▸ What is required
Set out every line below as a numbered list, leaving out any blank lines.

▸ Provided records
>> Begin

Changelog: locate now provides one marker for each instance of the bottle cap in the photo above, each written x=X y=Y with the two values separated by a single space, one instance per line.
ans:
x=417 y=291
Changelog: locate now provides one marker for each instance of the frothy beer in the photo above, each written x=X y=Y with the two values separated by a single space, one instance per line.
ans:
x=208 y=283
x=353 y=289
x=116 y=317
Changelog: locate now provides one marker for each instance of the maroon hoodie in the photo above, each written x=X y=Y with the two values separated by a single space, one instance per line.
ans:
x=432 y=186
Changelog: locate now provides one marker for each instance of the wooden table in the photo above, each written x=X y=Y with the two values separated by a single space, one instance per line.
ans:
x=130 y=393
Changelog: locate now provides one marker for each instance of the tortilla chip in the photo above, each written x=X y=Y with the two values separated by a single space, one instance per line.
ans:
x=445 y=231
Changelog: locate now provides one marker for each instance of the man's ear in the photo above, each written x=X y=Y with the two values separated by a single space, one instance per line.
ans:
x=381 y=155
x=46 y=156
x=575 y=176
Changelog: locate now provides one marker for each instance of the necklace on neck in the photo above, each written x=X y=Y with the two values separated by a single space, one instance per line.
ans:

>> End

▸ Answer to the exercise
1. Changelog: locate now provides one marker for each instance of the bottle cap in the photo above, each written x=X y=Y with the two values separated by a single space, one instance per line.
2. ans:
3. x=417 y=291
4. Changelog: locate now provides one marker for each instance of the frothy beer in the photo above, each written x=X y=Y with the two values separated by a single space, one instance per line.
5. ans:
6. x=208 y=283
7. x=353 y=289
8. x=116 y=317
9. Changelog: locate now provides one marker for each instance of the maroon hoodie in the photo above, each written x=X y=Y with the two values separated by a single space, one instance per line.
10. ans:
11. x=432 y=186
12. Changelog: locate now provides one marker for each instance of the wooden table in the photo above, each written x=X y=Y with the two values separated by a single space, one instance per line.
13. ans:
14. x=130 y=393
15. Changelog: locate now provides one marker for each instance of the tortilla chip in the photo above, each written x=X y=Y with the two values separated by a single space, one instance per line.
16. ans:
17. x=445 y=231
18. Changelog: locate now provides one marker for each instance of the man's ear in the photo above, each written x=X y=Y with the two values separated by a single space, one instance per line.
19. ans:
20. x=381 y=155
21. x=46 y=156
22. x=575 y=176
23. Changelog: locate now provides one marker for each instance of the necklace on neck in the photo above, each written x=X y=Y with the two values separated by a single space, one instance per line.
24. ans:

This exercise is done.